_What is required_. Tally the lines of the data below that contain the string "distant", treating uppercase and lowercase as different, and reply with only that number.

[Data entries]
##########

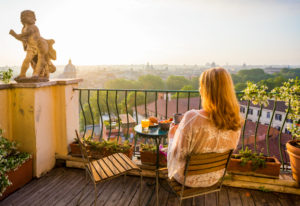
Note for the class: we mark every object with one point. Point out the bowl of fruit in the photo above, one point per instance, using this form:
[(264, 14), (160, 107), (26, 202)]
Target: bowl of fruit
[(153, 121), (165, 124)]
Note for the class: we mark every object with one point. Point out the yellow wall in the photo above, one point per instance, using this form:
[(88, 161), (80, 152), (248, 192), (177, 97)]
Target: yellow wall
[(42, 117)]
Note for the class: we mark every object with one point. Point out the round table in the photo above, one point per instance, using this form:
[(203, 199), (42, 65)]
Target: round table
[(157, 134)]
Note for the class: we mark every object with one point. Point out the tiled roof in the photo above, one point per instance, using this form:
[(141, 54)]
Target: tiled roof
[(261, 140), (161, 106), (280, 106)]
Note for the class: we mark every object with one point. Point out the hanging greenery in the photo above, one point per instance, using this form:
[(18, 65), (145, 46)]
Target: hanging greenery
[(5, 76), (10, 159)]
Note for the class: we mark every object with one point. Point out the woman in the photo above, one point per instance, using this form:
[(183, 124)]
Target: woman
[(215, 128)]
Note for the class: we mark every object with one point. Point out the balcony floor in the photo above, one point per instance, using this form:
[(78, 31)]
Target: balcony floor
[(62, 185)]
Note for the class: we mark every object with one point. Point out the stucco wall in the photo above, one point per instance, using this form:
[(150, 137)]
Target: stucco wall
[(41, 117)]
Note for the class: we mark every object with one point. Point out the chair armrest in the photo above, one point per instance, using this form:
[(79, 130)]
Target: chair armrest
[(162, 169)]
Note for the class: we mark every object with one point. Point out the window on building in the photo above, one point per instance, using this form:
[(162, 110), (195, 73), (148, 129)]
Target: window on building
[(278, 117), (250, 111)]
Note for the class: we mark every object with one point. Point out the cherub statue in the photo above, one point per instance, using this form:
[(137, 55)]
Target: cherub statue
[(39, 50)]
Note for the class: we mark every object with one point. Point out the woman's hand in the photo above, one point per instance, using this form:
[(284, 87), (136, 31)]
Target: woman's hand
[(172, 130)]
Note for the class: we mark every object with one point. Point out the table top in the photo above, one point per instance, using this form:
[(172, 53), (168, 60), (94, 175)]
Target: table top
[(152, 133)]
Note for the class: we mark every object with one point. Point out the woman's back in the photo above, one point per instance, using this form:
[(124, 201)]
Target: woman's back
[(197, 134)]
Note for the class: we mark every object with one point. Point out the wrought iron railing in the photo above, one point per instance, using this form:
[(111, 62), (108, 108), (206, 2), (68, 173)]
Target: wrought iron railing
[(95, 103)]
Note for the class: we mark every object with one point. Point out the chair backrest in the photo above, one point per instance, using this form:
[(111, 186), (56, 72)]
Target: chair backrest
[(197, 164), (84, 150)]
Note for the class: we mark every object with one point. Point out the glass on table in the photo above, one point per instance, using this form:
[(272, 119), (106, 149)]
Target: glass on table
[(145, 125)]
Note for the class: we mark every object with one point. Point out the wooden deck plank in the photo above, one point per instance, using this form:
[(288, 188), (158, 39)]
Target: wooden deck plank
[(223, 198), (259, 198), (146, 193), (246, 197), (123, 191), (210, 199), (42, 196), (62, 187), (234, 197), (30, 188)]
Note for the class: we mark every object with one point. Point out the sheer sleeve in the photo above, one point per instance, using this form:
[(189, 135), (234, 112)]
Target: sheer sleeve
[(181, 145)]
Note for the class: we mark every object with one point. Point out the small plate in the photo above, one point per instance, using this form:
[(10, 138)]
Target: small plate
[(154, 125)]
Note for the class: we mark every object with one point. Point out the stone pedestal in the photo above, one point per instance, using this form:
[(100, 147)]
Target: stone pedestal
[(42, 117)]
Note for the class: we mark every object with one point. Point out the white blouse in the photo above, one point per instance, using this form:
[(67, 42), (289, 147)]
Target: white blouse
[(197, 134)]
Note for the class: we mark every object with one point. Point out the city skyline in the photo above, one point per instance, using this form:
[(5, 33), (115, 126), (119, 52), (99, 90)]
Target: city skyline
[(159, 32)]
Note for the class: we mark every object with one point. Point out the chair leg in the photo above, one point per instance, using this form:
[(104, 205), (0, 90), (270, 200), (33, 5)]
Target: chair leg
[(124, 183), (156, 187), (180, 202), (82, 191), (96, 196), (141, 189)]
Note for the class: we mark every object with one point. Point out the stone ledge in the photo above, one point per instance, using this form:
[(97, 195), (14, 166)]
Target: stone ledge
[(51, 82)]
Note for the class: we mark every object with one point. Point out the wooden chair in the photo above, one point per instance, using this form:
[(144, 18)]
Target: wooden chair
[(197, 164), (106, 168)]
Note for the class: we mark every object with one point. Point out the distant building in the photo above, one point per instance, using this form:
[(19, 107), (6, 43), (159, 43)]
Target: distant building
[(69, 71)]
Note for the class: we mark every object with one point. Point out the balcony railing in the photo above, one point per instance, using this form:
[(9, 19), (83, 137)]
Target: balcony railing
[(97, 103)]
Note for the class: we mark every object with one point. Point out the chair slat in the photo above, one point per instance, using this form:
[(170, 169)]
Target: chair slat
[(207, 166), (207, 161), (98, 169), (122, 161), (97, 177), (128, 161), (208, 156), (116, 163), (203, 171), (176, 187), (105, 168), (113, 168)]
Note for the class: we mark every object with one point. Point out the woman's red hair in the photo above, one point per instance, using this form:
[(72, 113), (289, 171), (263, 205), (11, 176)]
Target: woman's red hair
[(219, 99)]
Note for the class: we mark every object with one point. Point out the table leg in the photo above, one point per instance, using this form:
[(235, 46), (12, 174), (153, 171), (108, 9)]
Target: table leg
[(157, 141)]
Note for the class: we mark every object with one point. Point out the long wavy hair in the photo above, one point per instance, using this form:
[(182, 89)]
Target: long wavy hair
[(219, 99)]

##########

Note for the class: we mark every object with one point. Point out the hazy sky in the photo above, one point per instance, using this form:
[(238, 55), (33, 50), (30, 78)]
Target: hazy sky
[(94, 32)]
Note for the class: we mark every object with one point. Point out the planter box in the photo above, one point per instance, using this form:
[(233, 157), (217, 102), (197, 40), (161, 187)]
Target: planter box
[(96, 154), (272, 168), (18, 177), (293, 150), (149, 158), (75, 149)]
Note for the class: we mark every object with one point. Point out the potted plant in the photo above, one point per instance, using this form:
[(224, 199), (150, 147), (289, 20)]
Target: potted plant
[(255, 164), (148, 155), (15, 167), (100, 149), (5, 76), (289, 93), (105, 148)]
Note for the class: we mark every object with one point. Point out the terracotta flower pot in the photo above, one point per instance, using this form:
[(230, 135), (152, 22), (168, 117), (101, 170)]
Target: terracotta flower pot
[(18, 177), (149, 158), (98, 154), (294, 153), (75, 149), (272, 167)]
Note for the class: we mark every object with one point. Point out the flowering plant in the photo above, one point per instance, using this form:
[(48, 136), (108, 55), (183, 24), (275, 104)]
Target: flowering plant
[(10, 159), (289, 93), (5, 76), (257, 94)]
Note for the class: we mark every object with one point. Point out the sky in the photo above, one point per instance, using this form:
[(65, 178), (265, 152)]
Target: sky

##########

_Correct output_. 2